Assignment: Continue this Thanksgiving homecoming post from the point where it stops.

Reading passage:
==================================================

HOME FOR THE HOLIDAY!
Thanksgiving is my day.
Here I am back in Bakersfield, arriving from Hilo, Hawaii on a Quixotic (and more exactly, chaotic) journey only made possible through the kindness of a number of friends.
The emotions are nearly overpowering; chief among them is the gratitude I feel at the opportunity to be here again.
I’ve been in the jungle for six months, in very primitive conditions, and the prospect of actually sleeping mosquito-free on a mattress now has an allure comparable to ecstasy.
Even better, there are no roosters crowing the entire night long. God bless you, Zoning Laws.
Of course, I suppose all these powerful feelings are magnified by 3 hours sleep in two days, and all the crazy and wonderful things that happened on my way back home, most of which I’ll put down for you in a couple days.
I just can’t do it all justice today; I’m floating too high up to write coherently.
But in brief (well, for long-winded me, anyway):
I arrived mid-afternoon after catching the Amtrak bus in LA’s famous Union Station, sat with eyes glued to the window drinking in scenery I thought I might never again gaze upon, wheeled a hundred pounds of luggage onto the good ol’ GET bus when we hit Bakersfield, and then dragged it a mile or so up Union Ave. as cars honked every few minutes at the spectacle.
When I saw my childhood home, I promptly burst into tears.
It’s still there! I sighed my happiest sigh.
The anxiety I’d packed into my gut dissolved into an indescribable feeling of joy, and I knelt down and kissed the dusty driveway.
And wouldn’t you know it – Bakersfield dirt still tastes just like I remembered it.
Part of the emotional wallop is due to lack of rest, but more accurately, the opportunity to see my daughters again, on a holiday like this one, moves me beyond my capacity to express it. So the tears…
I’m here a little temporarily, for a few good reasons relating to family and health; if you’re reading this you may already know about the growth in my tear duct making life a little miserable.
Having survived a pretty stiff bout of throat cancer, I can’t ignore weird health issues that don’t resolve themselves, and the medical system on the Big Island is rural in its sophistication and difficult to navigate in a timely manner.
So I will ask my doctors Patel and Trang, two of the men who helped pull me away from certain death, to give me their informed opinions on what to do. Then I will soon travel to Northern California to help my beloved cousin Jan cope with the sudden death of Rich, her husband and friend of many years.
Rich suffered a massive heart attack at a sports event and slumped in the stands. Everyone thought he had fallen asleep. He had, however, taken the short way Home.

==================================================

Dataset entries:
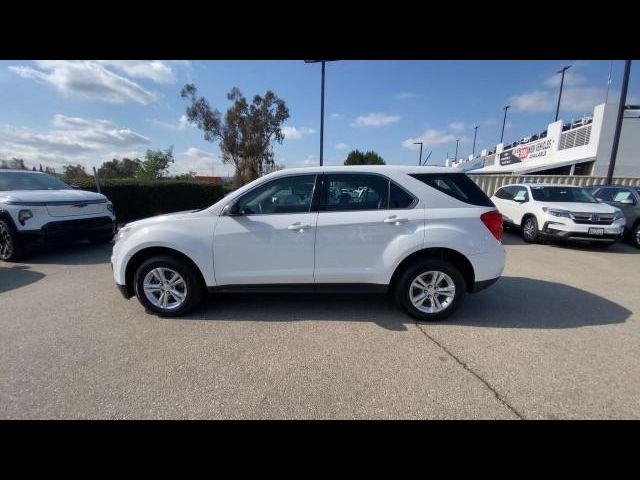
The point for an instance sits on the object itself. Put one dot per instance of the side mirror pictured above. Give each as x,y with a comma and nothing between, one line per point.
231,209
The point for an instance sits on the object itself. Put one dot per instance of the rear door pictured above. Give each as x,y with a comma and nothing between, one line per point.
364,221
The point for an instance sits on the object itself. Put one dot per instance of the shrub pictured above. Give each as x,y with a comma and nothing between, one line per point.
136,199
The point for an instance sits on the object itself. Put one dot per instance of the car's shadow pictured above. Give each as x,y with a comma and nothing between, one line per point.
513,302
17,276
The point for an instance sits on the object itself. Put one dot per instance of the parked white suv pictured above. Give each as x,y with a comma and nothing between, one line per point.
35,206
559,212
427,234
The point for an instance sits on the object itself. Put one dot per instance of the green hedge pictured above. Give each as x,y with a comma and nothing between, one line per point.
135,199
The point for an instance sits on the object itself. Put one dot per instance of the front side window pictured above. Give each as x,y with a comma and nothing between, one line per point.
561,194
355,192
284,195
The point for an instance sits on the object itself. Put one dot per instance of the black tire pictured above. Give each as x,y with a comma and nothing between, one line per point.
530,232
403,289
100,239
194,291
10,247
635,236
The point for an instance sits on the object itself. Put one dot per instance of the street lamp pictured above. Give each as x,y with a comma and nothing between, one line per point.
321,105
504,121
564,69
420,159
473,152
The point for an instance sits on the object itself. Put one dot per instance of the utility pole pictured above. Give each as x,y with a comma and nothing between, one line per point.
420,158
564,69
616,135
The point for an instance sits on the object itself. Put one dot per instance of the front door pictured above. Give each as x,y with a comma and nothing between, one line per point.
272,239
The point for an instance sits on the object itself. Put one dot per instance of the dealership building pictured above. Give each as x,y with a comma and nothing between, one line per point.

==================================================

Expected output:
Rich was a musician, like me, and when he heard I had moved to Hawaii to recuperate, and had gone without a guitar, he sent one to me, a sweet little acoustic-electric that he packed with a bunch of strings and picks. When it arrived I sat and played it in the post office parking lot, weeping shamelessly.
I recently learned he was reading my posts out loud to friends and family. He got it. He WAS it.
Rich owned a Pet Shop/Feed Store, and was well-known for extending generous credit to folks with animals to feed and no ready cash to buy the feed with, and his death Saturday night was a genuine shock to his little community.
My cousin Jan is at a real loss, as she loved him so dearly, but the details of such a business are somewhat foreign to her.
She’s a jewelry and makeup artist of the highest caliber, so her understandings lie in quarters unrelated to hay cubes or rabbit pellets.
When I get there we will try to untangle the strands of his business affairs; as is often the case in sudden deaths, he died with a lot of important things he kept only in his memory.
Jan is raising a couple grand-kids that needed close attention, and Rich has been a great substitute dad to them. His absence is hard to take.
But today, I am headed on foot up the Panorama Bluffs to be Dad to my own grown daughters, most of whom are at home with their mom today; this is only possible because of the generous hearts of angels here on earth.
As I said at the top, Thanksgiving is my day. Sometimes I think I am the luckiest guy in the world, but I know that in reality, I have been the beneficiary of many loving hearts and remarkable kindness.
So Happy Thamksgiving to one and all, as I try to count my innumerable blessings, and contemplate how to best pass those blessings on to others. I’m pretty sure that’s what blessings are meant for.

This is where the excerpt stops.